GOAL OF THE EXERCISE: Scan the listing below for the string "aisle" and copy each line where it turns up.

DATA SHOWN:
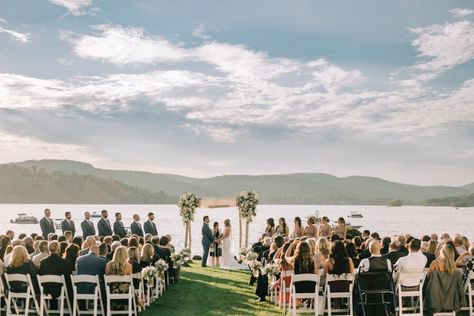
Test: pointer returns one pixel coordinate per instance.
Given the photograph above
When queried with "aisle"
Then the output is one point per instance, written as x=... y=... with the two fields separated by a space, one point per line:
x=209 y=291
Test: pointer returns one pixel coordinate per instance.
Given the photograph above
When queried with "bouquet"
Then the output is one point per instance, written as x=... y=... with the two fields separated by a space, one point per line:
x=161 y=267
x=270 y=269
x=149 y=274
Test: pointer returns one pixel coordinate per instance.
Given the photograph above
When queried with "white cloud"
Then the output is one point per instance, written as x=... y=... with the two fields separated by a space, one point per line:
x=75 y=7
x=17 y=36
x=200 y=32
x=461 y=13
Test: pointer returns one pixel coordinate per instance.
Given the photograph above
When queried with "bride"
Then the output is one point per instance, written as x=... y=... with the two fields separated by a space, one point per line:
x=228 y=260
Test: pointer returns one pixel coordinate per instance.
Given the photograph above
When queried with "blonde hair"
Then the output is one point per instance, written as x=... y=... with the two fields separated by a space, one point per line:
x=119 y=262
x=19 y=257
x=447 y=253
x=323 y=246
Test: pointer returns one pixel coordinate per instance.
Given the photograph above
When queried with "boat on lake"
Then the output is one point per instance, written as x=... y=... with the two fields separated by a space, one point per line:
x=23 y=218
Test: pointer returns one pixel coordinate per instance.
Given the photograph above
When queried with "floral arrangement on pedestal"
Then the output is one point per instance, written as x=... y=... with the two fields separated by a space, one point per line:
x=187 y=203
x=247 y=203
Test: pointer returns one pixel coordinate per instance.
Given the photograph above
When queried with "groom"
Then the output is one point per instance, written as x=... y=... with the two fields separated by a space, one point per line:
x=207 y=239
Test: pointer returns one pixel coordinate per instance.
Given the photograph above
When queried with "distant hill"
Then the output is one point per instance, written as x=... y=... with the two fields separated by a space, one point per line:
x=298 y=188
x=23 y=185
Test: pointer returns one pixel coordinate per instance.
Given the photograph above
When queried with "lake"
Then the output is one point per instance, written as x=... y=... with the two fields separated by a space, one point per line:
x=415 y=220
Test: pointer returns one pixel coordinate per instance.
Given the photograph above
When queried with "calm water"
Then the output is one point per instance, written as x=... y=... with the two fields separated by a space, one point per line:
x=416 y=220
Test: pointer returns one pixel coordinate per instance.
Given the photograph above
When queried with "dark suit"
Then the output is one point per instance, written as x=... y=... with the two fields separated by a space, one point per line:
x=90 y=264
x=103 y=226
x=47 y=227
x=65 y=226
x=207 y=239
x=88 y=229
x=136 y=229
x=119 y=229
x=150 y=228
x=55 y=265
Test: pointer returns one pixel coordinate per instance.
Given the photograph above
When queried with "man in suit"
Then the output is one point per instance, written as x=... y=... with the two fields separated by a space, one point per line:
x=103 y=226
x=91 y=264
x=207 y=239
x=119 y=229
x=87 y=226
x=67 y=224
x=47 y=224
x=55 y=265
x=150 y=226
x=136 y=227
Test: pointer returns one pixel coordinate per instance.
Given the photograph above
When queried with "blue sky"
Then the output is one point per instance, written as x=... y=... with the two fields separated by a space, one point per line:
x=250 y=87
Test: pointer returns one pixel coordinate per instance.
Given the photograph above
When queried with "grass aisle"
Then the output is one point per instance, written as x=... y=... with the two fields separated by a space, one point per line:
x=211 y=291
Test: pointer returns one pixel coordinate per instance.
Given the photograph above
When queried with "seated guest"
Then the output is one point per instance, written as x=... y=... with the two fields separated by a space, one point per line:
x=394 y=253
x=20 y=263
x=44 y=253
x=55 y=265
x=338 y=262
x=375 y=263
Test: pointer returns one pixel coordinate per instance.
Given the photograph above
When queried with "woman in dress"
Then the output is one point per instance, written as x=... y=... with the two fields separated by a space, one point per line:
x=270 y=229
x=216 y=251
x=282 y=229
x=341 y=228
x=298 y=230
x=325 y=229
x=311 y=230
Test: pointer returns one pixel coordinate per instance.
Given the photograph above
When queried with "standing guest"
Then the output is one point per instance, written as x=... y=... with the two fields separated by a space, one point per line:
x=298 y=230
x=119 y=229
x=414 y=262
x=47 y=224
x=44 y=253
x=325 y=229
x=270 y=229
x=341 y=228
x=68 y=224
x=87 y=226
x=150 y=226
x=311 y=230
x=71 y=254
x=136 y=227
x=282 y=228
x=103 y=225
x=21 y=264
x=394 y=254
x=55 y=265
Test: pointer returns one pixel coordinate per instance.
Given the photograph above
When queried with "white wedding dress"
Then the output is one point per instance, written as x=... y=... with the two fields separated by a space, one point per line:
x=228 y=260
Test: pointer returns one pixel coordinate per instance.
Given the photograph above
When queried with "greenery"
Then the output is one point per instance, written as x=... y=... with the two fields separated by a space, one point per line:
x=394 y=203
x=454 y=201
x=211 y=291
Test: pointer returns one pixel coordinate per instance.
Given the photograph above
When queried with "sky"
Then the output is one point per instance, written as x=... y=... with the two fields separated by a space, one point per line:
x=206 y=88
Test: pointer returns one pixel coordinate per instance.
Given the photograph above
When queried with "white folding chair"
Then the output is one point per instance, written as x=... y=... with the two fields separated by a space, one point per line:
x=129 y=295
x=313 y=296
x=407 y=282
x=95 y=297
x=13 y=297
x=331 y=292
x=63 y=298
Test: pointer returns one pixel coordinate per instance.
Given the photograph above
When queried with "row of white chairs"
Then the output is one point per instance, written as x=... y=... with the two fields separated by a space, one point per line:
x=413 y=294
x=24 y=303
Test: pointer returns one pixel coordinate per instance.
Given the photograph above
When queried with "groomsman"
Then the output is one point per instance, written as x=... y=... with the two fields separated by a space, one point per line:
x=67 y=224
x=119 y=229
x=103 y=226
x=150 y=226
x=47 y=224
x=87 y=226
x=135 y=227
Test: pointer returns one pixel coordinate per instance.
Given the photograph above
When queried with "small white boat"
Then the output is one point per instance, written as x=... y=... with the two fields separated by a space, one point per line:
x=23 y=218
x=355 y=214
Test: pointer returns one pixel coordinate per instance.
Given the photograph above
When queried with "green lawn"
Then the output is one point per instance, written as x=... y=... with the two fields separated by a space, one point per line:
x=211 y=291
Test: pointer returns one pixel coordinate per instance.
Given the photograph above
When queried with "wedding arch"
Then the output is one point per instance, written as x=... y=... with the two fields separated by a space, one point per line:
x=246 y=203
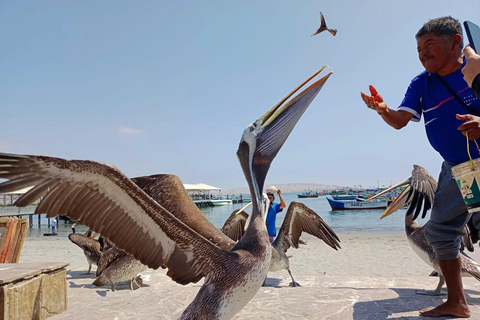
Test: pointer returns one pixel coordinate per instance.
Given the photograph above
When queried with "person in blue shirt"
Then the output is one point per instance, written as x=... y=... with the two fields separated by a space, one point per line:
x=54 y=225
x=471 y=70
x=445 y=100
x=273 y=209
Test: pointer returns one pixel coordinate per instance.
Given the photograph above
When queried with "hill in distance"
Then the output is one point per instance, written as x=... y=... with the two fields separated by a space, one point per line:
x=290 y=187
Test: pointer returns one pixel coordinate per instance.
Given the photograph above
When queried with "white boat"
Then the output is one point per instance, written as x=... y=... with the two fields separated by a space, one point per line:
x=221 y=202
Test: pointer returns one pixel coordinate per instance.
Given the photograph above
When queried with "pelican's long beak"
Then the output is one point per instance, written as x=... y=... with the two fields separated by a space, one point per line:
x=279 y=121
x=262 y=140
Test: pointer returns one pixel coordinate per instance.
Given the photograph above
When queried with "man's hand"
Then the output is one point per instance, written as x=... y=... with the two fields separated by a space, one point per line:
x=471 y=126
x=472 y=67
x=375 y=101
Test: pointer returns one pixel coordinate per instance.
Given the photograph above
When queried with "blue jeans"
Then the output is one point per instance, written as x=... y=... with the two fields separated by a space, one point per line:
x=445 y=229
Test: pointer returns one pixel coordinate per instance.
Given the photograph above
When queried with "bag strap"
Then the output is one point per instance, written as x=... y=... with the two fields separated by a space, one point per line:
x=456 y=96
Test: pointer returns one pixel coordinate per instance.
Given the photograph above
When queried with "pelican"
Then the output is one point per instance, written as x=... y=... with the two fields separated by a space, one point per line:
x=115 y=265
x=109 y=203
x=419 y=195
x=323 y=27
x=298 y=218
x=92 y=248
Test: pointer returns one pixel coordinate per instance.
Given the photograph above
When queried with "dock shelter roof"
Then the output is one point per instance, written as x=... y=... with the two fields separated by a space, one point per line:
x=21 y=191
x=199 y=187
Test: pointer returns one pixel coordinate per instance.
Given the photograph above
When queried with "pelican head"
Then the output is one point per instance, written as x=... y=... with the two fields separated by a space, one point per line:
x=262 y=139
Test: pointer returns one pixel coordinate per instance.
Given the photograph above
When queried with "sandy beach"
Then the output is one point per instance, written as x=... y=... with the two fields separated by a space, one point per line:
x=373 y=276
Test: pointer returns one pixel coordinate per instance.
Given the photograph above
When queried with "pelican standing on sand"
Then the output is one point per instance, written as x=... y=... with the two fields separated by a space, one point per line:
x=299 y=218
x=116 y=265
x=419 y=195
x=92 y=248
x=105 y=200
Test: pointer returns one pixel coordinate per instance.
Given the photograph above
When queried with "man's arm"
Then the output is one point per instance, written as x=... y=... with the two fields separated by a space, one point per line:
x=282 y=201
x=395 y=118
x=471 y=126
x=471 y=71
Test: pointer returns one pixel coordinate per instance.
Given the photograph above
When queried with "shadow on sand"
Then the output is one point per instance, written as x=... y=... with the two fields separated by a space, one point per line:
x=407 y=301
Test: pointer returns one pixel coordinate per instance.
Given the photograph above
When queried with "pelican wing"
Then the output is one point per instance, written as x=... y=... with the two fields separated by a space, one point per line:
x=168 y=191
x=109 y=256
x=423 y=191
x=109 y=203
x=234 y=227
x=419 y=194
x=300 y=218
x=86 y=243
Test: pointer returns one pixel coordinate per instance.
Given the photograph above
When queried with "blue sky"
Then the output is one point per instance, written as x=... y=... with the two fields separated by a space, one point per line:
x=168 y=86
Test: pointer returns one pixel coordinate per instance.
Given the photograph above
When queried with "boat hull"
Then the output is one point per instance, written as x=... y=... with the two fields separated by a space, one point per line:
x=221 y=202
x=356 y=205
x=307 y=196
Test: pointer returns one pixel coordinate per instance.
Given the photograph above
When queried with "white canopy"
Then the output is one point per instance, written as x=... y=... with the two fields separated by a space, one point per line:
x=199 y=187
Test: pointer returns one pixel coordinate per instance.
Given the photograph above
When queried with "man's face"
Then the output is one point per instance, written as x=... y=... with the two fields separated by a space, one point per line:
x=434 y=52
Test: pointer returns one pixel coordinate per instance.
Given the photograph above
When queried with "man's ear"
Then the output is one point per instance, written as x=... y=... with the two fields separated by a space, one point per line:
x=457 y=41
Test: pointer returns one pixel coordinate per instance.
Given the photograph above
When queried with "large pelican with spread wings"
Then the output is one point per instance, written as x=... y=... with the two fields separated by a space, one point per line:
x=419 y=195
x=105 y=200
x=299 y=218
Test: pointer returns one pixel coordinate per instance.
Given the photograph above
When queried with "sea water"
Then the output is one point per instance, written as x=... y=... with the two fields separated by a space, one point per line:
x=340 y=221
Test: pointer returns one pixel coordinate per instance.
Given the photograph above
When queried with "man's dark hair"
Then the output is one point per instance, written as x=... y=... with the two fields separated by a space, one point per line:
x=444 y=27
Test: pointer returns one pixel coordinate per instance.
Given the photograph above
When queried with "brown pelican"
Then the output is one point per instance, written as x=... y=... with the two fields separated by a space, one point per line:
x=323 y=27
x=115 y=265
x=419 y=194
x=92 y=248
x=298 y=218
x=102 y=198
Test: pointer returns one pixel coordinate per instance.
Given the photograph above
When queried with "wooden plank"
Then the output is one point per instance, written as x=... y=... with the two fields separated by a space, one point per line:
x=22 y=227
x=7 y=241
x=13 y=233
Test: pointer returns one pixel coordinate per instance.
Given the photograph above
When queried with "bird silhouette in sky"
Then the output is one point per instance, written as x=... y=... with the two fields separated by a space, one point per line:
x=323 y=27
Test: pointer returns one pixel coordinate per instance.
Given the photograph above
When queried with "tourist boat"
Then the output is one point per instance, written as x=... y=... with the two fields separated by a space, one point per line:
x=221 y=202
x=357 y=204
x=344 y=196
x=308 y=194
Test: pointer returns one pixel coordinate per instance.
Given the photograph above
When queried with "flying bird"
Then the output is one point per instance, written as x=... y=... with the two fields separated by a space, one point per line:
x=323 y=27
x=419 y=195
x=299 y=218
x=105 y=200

OUTPUT OF THE TASK:
When queried with "aisle"
When queried with "grass aisle"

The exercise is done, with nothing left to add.